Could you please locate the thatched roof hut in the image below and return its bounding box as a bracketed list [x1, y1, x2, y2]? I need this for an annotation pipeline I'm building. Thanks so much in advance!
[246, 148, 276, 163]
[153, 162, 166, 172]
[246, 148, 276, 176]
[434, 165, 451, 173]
---
» **Objective**:
Please update the records above by replacing "thatched roof hut" with "straw-roofed hut" and leaving everything else as it is.

» **Exercise answer**:
Could you please locate the straw-roofed hut in the image below and return its bounding box as a bracketed list [x1, y1, x2, y2]? I need this for an annotation pipeline I'm building. Thanks so much in advance!
[246, 148, 276, 163]
[153, 162, 166, 172]
[246, 148, 276, 176]
[434, 165, 451, 173]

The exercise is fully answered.